Reproduce the entries below, beginning at the line that contains "locate each farm" and stopping after the line that contains "left=715, top=277, right=806, bottom=304", with the entry text left intact. In each answer line, shift every pixel coordinate by -144.

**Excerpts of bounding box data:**
-----

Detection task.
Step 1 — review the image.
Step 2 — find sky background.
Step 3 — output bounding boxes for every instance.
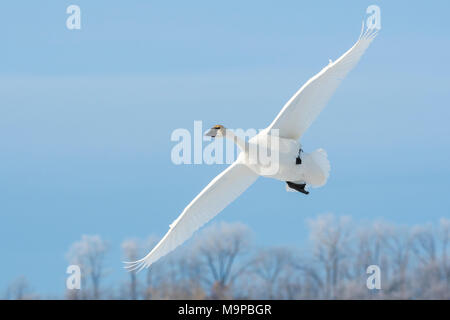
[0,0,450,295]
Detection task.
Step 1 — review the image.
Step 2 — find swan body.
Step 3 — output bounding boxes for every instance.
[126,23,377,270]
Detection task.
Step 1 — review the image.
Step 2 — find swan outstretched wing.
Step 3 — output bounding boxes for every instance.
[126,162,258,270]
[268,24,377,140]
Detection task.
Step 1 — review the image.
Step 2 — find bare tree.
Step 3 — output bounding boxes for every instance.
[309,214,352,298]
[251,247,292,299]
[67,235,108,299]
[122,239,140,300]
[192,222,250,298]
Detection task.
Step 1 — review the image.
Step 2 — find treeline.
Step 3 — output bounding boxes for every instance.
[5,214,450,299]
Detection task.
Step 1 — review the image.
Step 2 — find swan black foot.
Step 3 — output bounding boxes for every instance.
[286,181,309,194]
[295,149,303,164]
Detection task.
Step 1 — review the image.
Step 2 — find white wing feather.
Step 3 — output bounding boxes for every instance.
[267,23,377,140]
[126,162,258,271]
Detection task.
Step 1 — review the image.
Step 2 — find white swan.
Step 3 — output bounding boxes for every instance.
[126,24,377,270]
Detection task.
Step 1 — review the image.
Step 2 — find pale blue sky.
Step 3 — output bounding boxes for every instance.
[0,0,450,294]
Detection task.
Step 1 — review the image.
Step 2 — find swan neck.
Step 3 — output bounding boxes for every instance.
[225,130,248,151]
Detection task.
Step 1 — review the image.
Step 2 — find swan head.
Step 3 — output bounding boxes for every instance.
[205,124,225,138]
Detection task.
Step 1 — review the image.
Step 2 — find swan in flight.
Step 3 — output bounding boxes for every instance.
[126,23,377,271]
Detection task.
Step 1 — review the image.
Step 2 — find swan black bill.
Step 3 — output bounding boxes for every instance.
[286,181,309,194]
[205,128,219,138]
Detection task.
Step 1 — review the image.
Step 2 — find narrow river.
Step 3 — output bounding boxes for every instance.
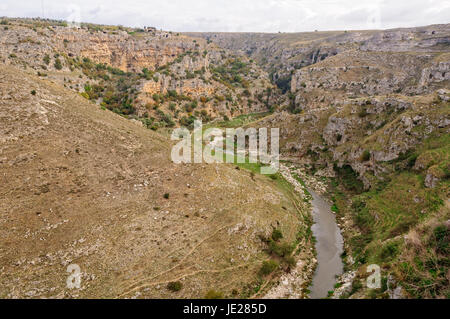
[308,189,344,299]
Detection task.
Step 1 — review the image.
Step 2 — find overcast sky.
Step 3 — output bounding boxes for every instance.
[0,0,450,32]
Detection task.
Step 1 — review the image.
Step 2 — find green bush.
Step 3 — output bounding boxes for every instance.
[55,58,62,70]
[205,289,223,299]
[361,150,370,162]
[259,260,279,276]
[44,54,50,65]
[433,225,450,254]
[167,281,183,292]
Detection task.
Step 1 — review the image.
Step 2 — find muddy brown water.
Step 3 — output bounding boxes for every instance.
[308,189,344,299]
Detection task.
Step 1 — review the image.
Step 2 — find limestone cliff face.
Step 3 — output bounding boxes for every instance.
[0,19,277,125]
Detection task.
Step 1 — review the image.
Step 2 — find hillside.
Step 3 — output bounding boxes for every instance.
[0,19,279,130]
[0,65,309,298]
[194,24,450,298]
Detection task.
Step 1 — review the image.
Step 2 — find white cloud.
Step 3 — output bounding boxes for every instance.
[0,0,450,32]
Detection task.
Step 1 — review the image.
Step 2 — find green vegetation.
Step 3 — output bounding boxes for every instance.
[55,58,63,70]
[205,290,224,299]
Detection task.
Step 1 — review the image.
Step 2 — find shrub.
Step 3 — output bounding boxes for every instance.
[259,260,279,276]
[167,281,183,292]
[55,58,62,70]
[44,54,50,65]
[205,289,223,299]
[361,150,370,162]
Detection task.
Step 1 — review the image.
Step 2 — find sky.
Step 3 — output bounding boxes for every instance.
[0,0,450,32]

-----

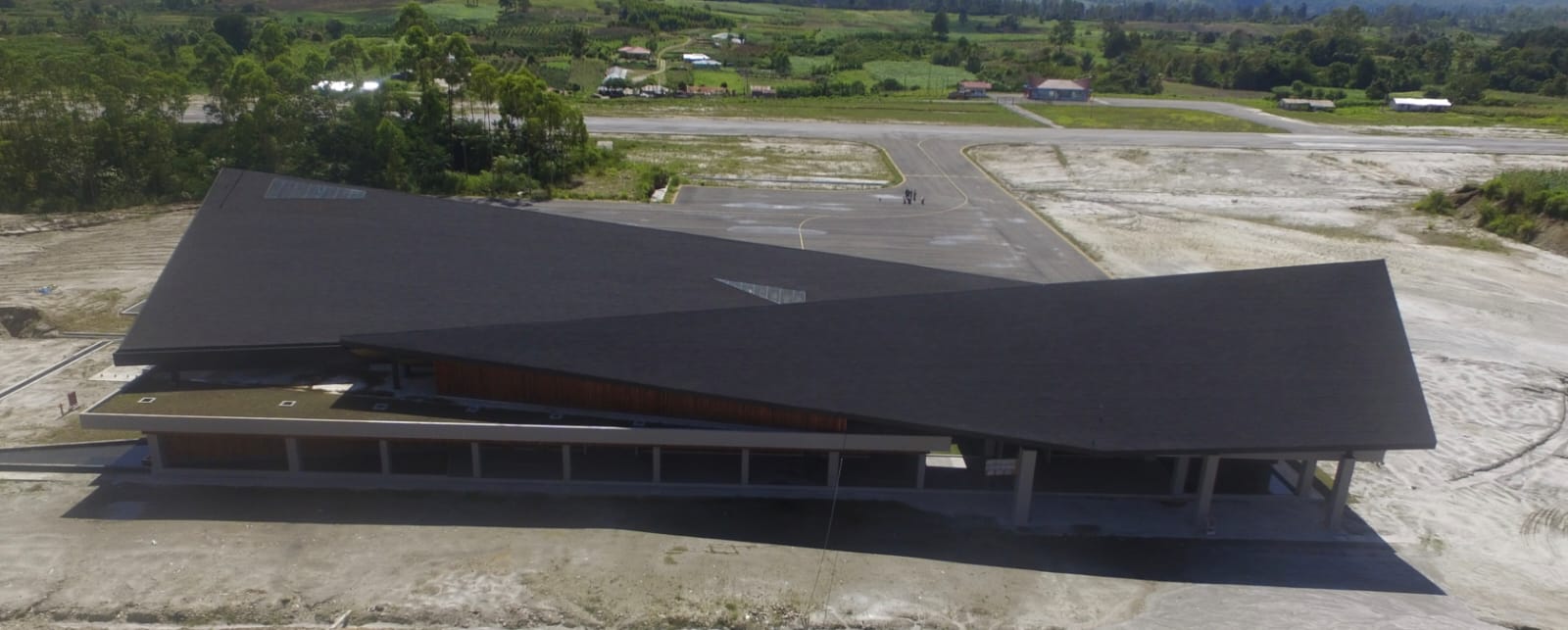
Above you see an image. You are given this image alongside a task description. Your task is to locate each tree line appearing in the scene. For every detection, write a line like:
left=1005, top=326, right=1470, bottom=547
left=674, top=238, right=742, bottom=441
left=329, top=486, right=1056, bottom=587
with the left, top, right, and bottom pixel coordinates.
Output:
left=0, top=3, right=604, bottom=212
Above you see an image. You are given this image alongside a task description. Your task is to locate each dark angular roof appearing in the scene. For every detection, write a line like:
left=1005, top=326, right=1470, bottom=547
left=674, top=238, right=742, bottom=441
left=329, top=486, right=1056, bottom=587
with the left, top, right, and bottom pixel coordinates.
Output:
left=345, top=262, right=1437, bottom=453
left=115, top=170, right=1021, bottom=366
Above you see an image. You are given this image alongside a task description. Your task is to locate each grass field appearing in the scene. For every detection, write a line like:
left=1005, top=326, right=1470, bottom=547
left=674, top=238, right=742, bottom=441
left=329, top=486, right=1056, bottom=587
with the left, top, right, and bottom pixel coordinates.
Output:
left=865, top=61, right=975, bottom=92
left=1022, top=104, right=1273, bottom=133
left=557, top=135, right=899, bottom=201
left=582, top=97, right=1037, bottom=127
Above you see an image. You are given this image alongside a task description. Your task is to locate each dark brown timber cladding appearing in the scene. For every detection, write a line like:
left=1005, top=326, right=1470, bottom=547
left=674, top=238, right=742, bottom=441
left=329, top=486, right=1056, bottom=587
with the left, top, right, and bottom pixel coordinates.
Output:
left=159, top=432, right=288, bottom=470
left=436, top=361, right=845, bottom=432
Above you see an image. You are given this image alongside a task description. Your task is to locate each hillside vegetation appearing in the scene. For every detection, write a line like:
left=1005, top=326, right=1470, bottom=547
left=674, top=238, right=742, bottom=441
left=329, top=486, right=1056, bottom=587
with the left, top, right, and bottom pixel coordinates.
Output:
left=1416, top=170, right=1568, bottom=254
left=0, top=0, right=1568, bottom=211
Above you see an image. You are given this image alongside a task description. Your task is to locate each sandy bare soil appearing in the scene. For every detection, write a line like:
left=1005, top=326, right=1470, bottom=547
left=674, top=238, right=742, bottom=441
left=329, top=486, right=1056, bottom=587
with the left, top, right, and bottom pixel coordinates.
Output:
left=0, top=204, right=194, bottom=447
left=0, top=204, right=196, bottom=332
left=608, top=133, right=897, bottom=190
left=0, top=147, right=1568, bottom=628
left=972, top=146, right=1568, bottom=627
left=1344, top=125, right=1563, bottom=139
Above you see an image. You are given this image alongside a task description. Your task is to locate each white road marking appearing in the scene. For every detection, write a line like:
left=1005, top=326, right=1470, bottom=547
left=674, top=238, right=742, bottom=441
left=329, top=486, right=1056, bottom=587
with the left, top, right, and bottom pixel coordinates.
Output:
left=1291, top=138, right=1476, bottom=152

-----

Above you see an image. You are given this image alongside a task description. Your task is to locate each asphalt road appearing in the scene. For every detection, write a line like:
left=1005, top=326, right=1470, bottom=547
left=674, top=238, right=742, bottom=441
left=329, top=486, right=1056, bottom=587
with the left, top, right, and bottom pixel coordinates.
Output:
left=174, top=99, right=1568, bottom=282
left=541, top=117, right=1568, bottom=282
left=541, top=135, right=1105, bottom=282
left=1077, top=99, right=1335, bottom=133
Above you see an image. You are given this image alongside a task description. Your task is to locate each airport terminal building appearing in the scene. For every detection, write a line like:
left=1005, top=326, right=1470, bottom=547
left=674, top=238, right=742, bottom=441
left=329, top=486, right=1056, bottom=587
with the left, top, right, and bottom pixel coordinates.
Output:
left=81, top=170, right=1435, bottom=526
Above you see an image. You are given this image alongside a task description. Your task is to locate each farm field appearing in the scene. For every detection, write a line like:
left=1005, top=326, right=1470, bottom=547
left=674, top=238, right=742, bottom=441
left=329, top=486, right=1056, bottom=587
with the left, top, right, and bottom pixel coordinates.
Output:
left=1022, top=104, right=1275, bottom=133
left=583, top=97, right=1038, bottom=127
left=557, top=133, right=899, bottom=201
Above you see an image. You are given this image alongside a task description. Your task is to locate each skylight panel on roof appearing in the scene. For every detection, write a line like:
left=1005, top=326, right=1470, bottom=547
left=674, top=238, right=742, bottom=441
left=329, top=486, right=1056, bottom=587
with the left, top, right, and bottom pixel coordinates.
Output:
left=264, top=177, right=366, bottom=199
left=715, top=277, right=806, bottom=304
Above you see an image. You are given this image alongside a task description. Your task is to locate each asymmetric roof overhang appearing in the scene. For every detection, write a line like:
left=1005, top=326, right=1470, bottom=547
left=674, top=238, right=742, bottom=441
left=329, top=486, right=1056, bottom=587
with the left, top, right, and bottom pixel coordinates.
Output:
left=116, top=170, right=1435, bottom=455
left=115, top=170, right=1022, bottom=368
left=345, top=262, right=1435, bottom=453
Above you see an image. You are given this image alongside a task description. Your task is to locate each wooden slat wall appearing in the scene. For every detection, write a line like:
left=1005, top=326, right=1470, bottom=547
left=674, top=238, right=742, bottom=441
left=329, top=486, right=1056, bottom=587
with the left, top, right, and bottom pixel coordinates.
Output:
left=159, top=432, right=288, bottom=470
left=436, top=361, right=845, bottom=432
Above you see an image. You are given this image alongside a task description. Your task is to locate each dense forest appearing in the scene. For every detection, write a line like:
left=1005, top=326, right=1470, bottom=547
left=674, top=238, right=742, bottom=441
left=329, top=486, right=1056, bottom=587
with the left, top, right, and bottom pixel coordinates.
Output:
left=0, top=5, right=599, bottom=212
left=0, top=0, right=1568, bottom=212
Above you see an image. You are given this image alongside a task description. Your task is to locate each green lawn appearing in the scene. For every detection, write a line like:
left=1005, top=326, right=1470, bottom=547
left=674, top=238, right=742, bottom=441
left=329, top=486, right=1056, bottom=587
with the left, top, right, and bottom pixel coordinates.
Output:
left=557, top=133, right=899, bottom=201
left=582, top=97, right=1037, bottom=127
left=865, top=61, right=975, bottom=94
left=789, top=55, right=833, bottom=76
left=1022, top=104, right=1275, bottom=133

-----

**OUTPUT OF THE EXERCISE:**
Above you see an image. You are given this image alongside a task description. Your task is to locate each farm field appearing in the scene. For every detection, write a line like:
left=1005, top=326, right=1470, bottom=547
left=674, top=238, right=742, bottom=441
left=329, top=486, right=1056, bottom=587
with the left, top, right, and bottom pixel coordinates.
Output:
left=878, top=-40, right=1131, bottom=-11
left=439, top=-47, right=894, bottom=-17
left=413, top=-11, right=755, bottom=57
Above you see an image. You are given this image alongside a task description. Your task is to locate each skylight panel on roof appearing in the scene. For every detection, write a line like:
left=1005, top=326, right=1470, bottom=547
left=674, top=238, right=742, bottom=441
left=329, top=486, right=1056, bottom=587
with the left, top, right, and bottom pixel coordinates.
Output:
left=120, top=33, right=222, bottom=55
left=571, top=133, right=662, bottom=160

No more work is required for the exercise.